§ **GOAL OF THE EXERCISE**: Give back exactly the stretch of data below from the line holding "Target: overcast sky" through the line holding "x=32, y=139", both ends included, and leave the remaining lines out.
--- SOURCE DATA Enclosed Below ---
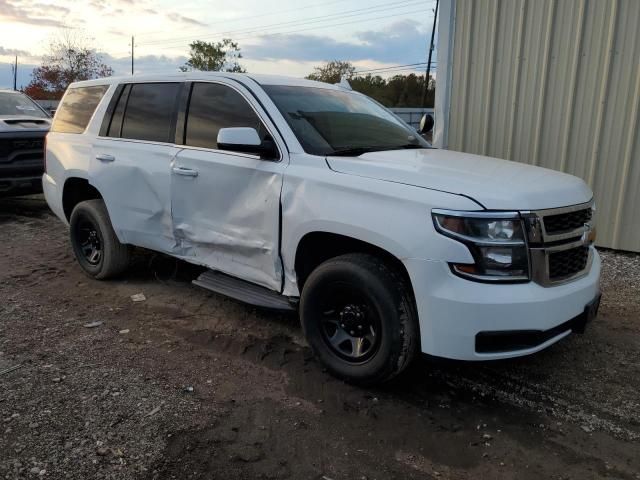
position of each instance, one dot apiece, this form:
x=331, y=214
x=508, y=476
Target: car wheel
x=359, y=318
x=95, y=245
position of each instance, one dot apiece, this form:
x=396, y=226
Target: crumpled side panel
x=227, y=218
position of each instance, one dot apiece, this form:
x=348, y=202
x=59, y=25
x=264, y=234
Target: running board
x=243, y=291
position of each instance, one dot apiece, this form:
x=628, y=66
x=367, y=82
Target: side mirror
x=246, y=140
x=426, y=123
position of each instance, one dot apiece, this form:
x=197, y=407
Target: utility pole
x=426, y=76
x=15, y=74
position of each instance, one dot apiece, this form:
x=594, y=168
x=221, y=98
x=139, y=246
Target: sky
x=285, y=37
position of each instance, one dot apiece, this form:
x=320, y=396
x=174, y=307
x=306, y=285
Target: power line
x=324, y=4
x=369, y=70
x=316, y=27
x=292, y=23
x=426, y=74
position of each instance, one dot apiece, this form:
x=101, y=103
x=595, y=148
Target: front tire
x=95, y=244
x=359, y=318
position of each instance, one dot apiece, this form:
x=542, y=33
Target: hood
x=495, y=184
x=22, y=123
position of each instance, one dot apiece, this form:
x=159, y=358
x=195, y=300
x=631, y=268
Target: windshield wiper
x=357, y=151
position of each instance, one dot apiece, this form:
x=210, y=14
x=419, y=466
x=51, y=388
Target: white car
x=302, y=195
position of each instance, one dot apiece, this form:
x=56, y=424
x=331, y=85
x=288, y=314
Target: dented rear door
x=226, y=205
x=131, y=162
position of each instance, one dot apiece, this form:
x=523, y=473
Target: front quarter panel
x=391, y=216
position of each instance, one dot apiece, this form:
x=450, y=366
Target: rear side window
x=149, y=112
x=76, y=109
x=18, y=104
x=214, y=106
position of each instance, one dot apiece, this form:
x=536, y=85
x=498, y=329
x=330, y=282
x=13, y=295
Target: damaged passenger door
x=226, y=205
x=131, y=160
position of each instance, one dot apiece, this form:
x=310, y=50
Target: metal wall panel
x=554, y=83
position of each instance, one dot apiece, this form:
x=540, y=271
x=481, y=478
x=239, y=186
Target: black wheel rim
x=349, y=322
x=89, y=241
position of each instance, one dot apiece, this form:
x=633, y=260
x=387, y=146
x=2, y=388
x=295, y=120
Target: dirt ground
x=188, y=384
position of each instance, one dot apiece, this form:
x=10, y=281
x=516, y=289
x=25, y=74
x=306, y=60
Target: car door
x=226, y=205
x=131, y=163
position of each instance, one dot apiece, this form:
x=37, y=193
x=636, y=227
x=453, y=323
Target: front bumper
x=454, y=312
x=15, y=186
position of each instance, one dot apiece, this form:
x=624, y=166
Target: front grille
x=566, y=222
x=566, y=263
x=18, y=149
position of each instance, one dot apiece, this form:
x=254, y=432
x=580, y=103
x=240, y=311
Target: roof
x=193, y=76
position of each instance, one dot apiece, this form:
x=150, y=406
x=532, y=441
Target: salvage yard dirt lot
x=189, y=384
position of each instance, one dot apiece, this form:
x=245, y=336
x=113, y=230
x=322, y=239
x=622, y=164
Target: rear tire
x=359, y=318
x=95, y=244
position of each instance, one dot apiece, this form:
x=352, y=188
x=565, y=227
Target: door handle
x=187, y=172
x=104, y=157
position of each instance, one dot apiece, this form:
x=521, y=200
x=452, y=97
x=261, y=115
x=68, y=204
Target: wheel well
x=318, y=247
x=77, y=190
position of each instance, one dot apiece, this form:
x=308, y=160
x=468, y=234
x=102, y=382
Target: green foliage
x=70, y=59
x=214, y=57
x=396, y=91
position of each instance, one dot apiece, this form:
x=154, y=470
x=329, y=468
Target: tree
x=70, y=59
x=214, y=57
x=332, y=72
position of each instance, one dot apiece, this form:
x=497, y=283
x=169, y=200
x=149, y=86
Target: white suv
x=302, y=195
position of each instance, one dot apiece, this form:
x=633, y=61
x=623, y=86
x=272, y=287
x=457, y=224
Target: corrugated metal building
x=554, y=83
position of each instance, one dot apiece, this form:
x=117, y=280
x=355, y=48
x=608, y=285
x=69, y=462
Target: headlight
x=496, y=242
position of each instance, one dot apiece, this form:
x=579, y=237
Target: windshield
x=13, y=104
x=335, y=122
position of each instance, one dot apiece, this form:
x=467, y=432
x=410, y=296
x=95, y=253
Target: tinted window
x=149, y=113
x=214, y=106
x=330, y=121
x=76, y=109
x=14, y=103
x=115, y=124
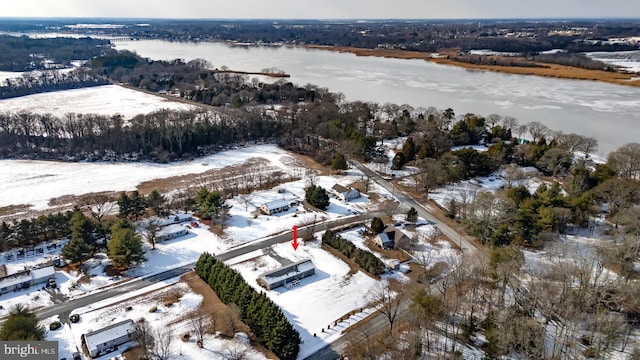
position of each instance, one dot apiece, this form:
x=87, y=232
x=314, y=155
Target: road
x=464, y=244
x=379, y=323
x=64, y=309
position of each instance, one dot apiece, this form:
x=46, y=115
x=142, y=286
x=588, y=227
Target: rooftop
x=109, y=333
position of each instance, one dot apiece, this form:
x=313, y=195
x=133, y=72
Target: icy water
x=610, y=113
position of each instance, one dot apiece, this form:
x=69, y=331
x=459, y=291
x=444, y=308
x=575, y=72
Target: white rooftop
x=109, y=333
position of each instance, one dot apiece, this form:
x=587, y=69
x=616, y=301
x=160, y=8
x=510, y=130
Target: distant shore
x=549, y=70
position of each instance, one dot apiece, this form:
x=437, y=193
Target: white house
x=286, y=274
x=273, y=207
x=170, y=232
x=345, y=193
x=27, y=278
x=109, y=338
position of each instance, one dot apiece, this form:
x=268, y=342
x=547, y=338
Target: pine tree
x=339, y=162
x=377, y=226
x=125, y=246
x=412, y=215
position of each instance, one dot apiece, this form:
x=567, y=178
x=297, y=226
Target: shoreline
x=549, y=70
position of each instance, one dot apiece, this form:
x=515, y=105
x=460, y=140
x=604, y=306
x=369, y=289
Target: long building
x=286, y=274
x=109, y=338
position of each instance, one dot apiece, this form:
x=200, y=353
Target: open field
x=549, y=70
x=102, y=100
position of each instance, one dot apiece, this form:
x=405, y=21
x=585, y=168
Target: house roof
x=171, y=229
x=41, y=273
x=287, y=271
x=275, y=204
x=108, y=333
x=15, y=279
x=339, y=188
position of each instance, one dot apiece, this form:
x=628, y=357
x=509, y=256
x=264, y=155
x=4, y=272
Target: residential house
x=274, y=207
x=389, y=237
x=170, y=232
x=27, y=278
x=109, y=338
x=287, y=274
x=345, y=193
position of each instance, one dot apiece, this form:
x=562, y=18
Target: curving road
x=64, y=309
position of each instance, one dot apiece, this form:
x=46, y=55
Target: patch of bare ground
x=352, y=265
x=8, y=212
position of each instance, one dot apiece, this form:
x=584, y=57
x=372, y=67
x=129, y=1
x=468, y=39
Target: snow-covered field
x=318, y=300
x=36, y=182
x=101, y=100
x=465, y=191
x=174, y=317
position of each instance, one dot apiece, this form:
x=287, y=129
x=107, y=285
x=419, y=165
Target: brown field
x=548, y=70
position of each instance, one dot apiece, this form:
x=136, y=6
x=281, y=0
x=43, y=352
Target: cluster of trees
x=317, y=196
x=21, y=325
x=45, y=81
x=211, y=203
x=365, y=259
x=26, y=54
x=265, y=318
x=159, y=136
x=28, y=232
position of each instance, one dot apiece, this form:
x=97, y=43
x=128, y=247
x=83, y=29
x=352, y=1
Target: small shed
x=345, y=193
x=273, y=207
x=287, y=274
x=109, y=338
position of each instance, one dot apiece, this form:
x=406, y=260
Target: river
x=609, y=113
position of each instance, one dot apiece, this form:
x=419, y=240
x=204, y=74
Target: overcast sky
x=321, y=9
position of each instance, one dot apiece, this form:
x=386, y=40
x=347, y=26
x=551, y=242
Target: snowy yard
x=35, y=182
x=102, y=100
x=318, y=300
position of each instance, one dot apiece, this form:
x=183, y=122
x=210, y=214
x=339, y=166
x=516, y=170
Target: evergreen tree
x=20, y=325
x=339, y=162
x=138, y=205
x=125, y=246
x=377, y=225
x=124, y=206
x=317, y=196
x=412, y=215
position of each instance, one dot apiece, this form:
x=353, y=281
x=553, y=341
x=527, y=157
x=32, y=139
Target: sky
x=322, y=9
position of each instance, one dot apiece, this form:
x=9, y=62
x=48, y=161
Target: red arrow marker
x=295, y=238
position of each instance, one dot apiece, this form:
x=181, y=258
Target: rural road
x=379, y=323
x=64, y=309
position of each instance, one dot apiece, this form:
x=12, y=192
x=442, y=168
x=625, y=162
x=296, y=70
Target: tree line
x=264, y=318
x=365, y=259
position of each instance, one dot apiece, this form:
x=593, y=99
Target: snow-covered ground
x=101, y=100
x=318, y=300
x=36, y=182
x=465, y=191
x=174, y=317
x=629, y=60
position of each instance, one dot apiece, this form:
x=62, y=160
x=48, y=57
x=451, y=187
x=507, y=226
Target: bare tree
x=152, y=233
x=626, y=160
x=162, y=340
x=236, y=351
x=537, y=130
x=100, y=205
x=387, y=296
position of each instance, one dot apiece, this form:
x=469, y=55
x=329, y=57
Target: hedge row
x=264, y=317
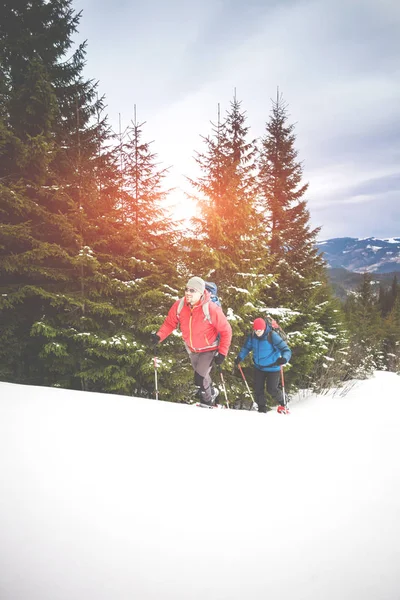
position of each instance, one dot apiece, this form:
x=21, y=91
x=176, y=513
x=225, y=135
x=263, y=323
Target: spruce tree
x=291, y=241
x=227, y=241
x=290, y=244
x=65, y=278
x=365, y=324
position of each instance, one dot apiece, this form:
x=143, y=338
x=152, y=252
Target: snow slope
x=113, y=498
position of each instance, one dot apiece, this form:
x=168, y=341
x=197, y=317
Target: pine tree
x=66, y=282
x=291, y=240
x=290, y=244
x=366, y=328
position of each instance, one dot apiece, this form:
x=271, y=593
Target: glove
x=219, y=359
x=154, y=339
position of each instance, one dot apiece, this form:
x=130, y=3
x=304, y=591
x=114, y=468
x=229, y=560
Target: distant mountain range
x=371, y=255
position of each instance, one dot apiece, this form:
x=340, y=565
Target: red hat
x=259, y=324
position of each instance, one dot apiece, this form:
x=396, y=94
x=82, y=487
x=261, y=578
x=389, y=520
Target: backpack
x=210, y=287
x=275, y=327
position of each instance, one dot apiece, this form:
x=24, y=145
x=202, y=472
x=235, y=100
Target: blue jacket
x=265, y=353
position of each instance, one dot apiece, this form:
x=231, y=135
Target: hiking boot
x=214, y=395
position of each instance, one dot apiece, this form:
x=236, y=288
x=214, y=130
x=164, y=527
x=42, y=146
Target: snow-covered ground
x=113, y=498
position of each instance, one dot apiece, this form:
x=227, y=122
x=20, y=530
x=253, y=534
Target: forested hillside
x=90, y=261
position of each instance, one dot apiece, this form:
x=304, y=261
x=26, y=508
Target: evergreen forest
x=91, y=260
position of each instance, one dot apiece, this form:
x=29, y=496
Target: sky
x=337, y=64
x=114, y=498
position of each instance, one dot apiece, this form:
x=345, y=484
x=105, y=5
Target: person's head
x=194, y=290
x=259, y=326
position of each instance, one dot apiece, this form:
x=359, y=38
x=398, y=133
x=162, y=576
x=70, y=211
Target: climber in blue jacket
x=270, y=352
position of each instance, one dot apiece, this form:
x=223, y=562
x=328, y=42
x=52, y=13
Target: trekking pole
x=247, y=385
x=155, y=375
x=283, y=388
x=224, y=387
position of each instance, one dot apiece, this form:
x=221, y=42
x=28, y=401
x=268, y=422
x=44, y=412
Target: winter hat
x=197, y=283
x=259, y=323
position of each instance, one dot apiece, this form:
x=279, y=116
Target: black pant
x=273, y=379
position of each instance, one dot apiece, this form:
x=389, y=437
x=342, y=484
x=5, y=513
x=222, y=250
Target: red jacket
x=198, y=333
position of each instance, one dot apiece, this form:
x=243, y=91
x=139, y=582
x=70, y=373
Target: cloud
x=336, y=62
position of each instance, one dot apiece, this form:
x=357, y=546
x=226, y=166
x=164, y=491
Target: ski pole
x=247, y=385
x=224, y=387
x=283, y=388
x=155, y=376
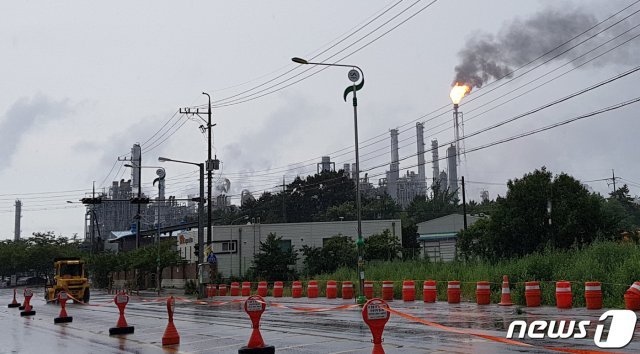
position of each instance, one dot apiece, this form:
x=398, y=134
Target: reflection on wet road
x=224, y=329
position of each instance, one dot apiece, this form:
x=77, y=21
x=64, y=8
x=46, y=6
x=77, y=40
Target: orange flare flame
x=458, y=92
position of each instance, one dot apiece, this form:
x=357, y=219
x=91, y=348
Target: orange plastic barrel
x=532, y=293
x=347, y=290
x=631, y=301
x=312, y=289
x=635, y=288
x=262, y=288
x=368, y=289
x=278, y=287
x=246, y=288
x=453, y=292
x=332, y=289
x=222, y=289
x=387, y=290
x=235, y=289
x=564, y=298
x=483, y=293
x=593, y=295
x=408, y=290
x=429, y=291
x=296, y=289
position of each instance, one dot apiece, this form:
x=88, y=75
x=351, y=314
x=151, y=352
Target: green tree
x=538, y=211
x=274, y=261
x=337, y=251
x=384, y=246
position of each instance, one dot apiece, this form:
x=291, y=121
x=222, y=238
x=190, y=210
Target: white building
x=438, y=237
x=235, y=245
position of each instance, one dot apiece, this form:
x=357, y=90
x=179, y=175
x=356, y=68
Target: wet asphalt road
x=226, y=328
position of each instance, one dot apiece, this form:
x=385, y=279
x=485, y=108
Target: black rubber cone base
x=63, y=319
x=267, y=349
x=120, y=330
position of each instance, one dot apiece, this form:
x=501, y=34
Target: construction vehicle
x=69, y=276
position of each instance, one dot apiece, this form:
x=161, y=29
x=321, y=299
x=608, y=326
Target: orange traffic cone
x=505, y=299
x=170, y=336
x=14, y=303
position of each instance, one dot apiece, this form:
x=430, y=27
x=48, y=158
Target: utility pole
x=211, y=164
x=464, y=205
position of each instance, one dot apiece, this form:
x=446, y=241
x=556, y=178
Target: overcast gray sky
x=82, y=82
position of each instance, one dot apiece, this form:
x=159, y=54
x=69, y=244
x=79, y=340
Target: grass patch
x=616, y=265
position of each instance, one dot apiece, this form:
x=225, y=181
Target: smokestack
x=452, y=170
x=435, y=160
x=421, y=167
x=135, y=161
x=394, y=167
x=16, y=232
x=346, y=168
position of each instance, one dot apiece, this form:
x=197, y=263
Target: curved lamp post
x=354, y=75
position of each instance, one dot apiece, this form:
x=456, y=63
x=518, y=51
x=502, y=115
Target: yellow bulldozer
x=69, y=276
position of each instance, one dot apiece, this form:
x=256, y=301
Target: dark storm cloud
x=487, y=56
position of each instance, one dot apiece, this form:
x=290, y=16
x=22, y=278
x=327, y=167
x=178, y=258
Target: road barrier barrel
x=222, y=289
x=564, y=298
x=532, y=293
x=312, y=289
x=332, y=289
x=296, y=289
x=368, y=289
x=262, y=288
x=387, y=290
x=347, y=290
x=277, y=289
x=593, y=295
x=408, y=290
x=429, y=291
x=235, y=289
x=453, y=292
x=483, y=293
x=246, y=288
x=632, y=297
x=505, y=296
--- End of Enclosed SOURCE DATA ---
§ **SOLUTION**:
Target: overcast sky
x=321, y=9
position of each instance, one dot apiece, this form:
x=386, y=40
x=347, y=26
x=551, y=242
Target: snowy yard
x=35, y=182
x=102, y=100
x=318, y=300
position of each instance, one dot apiece, this form:
x=183, y=122
x=210, y=214
x=339, y=166
x=516, y=170
Target: evergreen tree
x=20, y=325
x=339, y=162
x=138, y=205
x=125, y=246
x=377, y=225
x=124, y=206
x=317, y=196
x=412, y=215
position of each instance, one dot apiece, this form:
x=353, y=281
x=553, y=341
x=527, y=157
x=32, y=139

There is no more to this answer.